TASKS TO PERFORM
A - Answer these questions about the exponent formatting diff, marking each answer like its question:
(i) Which header does the diff add, and what does its comment say it is for?
(ii) The removed lines included that header only under which two macros?
(iii) In what form does the new comment say the exponent is written to buffer?
B - How would this sentence from the exponent formatting diff read in Spanish: 'Writes the exponent exp in the form "[-]d{1,3}" to buffer.'?
C - Can you carry the exponent formatting diff forward past its last line?

PROVIDED PASSAGE
Implement exponent formatting

include/fmt/format-inl.h

@@ -18,14 +18,11 @@
 #include <cmath>
 #include <cstdarg>
 #include <cstddef>  // for std::ptrdiff_t
+#include <cstring>  // for std::memmove
 #if !defined(FMT_STATIC_THOUSANDS_SEPARATOR)
 # include <locale>
 #endif
 
-#if defined(_WIN32) && defined(__MINGW32__)
-# include <cstring>
-#endif
-
 #if FMT_USE_WINDOWS_H
 # if !defined(FMT_HEADER_ONLY) && !defined(WIN32_LEAN_AND_MEAN)
 #  define WIN32_LEAN_AND_MEAN
@@ -367,20 +364,47 @@ FMT_FUNC fp get_cached_power(int min_exponent, int &pow10_exponent) {
   return fp(data::POW10_SIGNIFICANDS[index], data::POW10_EXPONENTS[index]);
 }
 
+// Writes the exponent exp in the form "[-]d{1,3}" to buffer.

DATA SEGMENT
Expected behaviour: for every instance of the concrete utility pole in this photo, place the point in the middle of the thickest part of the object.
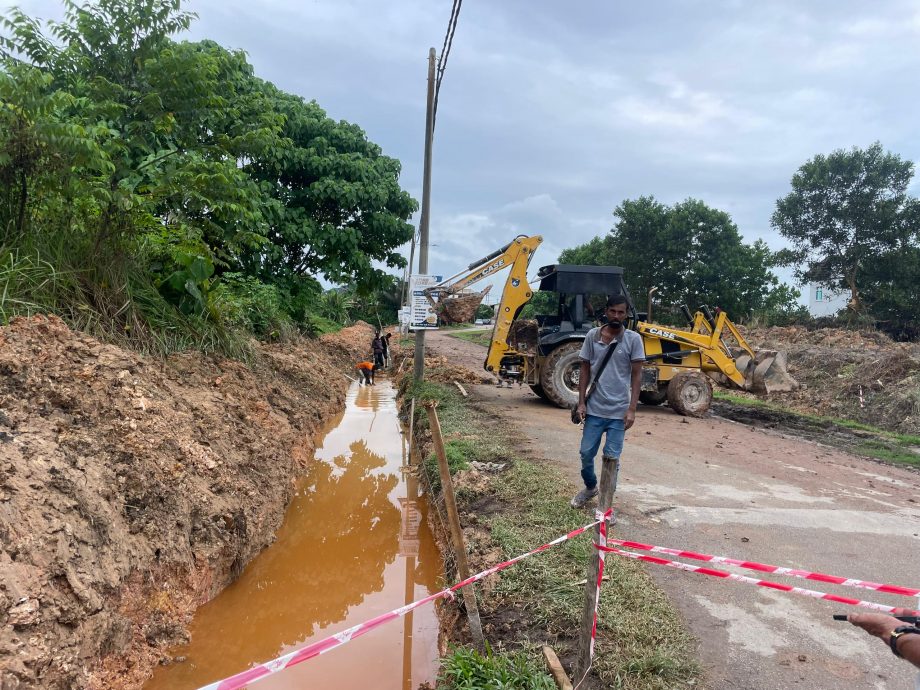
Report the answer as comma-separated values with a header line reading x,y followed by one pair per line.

RESPONSES IN ORDER
A -
(i) <cstring>, for std::memmove.
(ii) _WIN32 and __MINGW32__.
(iii) "[-]d{1,3}".

B - Escribe el exponente exp en la forma "[-]d{1,3}" en buffer.

C -
+FMT_FUNC char *write_exponent(char *buffer, int exp) {
+  FMT_ASSERT(-1000 < exp && exp < 1000, "exponent out of range");
+  if (exp < 0) {
+    *buffer++ = '-';
+    exp = -exp;
+  }
+  if (exp >= 100) {
+    *buffer++ = '0' + static_cast<char>(exp / 100);
+    exp %= 100;
+    const char *d = data::DIGITS + exp * 2;
+    *buffer++ = d[0];
+    *buffer++ = d[1];
+  } else if (exp >= 10) {
+    const char *d = data::DIGITS + exp * 2;
+    *buffer++ = d[0];
+    *buffer++ = d[1];
+  } else {
+    *buffer++ = '0' + static_cast<char>(exp);
+  }
+  return buffer;
+}
+
 // Generates output using Grisu2 digit-gen algorithm.
 FMT_FUNC void grisu2_gen_digits(
     const fp &scaled_value, const fp &scaled_upper, uint64_t delta,
     char *buffer, size_t &size, int &dec_exp) {
   internal::fp one(1ull << -scaled_upper.e, scaled_upper.e);
-  uint32_t hi = static_cast<uint32_t>(scaled_upper.f >> -one.e);  // p1 in Grisu
-  uint64_t lo = scaled_upper.f & (one.f - 1);                     // p2 in Grisu
+  // hi (p1 in Grisu) contains the most significant digits of scaled_upper.
+  // hi = floor(scaled_upper / one).
+  uint32_t hi = static_cast<uint32_t>(scaled_upper.f >> -one.e);
+  // lo (p2 in Grisu) contains the least significants digits of scaled_upper.
+  // lo = scaled_upper mod 1.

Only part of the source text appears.